Extracted information Block Start
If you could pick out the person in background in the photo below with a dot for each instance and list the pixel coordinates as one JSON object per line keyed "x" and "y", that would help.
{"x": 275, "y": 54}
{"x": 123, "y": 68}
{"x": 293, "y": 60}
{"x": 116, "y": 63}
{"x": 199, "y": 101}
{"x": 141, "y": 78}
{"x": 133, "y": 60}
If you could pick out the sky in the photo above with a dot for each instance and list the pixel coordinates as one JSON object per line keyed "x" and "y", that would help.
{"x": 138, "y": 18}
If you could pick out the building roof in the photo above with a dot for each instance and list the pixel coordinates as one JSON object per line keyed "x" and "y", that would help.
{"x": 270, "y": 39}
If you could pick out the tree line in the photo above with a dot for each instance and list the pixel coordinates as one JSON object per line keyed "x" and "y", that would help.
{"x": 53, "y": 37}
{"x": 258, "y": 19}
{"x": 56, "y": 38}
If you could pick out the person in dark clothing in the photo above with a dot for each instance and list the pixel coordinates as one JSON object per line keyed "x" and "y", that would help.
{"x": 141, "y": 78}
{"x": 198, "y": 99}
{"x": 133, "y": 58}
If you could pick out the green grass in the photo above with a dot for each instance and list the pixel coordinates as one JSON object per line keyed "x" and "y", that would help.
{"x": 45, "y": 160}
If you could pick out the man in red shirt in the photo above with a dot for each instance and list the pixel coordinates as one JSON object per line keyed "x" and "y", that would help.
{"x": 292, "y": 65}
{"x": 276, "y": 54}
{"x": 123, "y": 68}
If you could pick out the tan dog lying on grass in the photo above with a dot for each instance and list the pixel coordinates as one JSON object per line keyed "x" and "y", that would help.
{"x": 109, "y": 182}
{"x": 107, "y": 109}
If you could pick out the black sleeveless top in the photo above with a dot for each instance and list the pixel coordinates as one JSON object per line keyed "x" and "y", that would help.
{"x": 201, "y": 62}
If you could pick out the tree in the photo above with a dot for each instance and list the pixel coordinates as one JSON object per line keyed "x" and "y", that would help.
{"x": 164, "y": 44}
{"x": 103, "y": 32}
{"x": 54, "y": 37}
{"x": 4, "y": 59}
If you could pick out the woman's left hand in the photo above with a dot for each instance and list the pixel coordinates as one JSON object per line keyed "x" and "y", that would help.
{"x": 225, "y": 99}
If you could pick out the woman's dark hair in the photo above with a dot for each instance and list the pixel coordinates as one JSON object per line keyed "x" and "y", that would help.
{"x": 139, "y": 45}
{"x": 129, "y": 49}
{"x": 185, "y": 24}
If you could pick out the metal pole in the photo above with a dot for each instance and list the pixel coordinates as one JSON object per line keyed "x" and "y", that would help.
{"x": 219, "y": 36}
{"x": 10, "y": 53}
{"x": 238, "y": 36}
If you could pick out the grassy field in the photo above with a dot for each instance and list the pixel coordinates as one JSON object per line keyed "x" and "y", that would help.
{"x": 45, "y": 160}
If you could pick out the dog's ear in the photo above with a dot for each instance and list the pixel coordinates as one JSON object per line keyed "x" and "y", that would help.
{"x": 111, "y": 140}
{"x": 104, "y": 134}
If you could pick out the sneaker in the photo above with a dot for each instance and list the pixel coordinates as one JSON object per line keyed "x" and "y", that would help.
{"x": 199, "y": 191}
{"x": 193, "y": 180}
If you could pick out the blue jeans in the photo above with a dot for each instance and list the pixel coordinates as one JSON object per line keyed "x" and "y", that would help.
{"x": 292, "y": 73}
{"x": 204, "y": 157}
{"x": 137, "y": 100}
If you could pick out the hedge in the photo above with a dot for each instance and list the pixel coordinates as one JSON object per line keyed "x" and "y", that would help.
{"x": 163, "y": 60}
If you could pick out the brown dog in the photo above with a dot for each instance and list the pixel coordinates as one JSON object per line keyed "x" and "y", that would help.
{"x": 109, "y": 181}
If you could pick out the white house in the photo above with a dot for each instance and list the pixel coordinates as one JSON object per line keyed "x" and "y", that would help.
Extracted information Block End
* Problem requirements:
Produce a verbatim transcription of the entries above.

* Response:
If you could pick out the person in background in the photo below with a dot for each instance and list the pixel coordinates as one JSON object per line keyed "x" and "y", that would help.
{"x": 275, "y": 54}
{"x": 123, "y": 68}
{"x": 293, "y": 60}
{"x": 116, "y": 63}
{"x": 199, "y": 101}
{"x": 141, "y": 78}
{"x": 133, "y": 60}
If you could pick out the sky in the photo above with a dot for each instance and list the pixel coordinates as one JSON object per line keyed "x" and "y", that would help.
{"x": 138, "y": 18}
If you could pick out the building roof in the photo above with a dot for each instance and list the pixel coordinates as one JSON object per line keyed "x" and "y", that would help.
{"x": 270, "y": 39}
If you could pick out the tree line in the photo above with a dot for each instance and list the pixel coordinates as one JSON object per line keyed "x" and "y", that would help.
{"x": 53, "y": 37}
{"x": 258, "y": 19}
{"x": 56, "y": 38}
If you could pick out the person in dark clothing in the photo above with a dot for each instance and list the pixel coordinates as one JSON object per line keyed "x" and "y", that would help.
{"x": 141, "y": 78}
{"x": 198, "y": 99}
{"x": 133, "y": 58}
If you could pick out the green grass in the photo above with a dot for each instance and list the pixel coordinates as one JSON object per line keyed "x" and "y", that would help.
{"x": 45, "y": 160}
If you could pick out the man in red shirt in the photo above with a dot for each instance and list the pixel coordinates as one JSON object per line keyed "x" and "y", that would help.
{"x": 292, "y": 65}
{"x": 276, "y": 54}
{"x": 123, "y": 68}
If you could pick out the tan dog lying on grass in the photo above with a dot for each instance and list the pixel coordinates as one JSON object per line keyed "x" and "y", that would help.
{"x": 109, "y": 182}
{"x": 107, "y": 109}
If you could pick out the black sleeveless top in the photo above with a dot for each instance and list the pixel coordinates as one JSON object per line keyed "x" and "y", that would help.
{"x": 201, "y": 62}
If you could pick out the tree in the photo above with a dot for each instance and list the pixel coordinates as one JSON object per line keyed "x" and "y", that would help.
{"x": 164, "y": 44}
{"x": 103, "y": 32}
{"x": 54, "y": 37}
{"x": 4, "y": 59}
If you could pick out the woman's left hand in the photo above with a dot for each instance and list the pixel coordinates as one JSON object per line keyed "x" and "y", that would help.
{"x": 225, "y": 99}
If you could pick out the woman's dark hair in the photo above with a dot for each instance and list the pixel coordinates as one JSON object per line keyed "x" and "y", that would help.
{"x": 139, "y": 45}
{"x": 129, "y": 49}
{"x": 185, "y": 24}
If you could pick out the metal pole in the photo above with a dot for each instance and list the pixel coordinates as one JSON object per line keyed "x" and "y", that would help.
{"x": 219, "y": 36}
{"x": 10, "y": 53}
{"x": 238, "y": 36}
If you could pick out the grassy field in the photo above with a dot for each instance and list the pixel coordinates as one JSON object per line keyed "x" and "y", that would help.
{"x": 45, "y": 160}
If you could pick out the dog's ear in the photo above with a dot for each instance and list the pixel coordinates as one JSON object per line keyed "x" and "y", that would help.
{"x": 111, "y": 140}
{"x": 104, "y": 134}
If you could pick out the sneaker in the photo above with a dot for each instance and list the pixel coordinates as one JSON object per line keyed "x" and "y", that would help.
{"x": 199, "y": 191}
{"x": 193, "y": 180}
If you could pick out the blue jeans in the photo above with a dot for each instance and list the pixel coordinates as one JSON object per line keyed "x" and "y", that would help.
{"x": 292, "y": 73}
{"x": 204, "y": 157}
{"x": 137, "y": 100}
If you could pick out the hedge in the photo above with a dot for each instance and list the pixel coordinates as one JSON object per line keyed "x" and "y", that would help.
{"x": 163, "y": 60}
If you could pick out the brown dog in the photo above with a dot for each instance and list the pixel coordinates as one JSON object per line keyed "x" and "y", that would help.
{"x": 109, "y": 181}
If you could pick out the white house in the photo above with a dot for each instance and list the pixel coordinates as one JSON object per line keyed "x" and "y", that would help.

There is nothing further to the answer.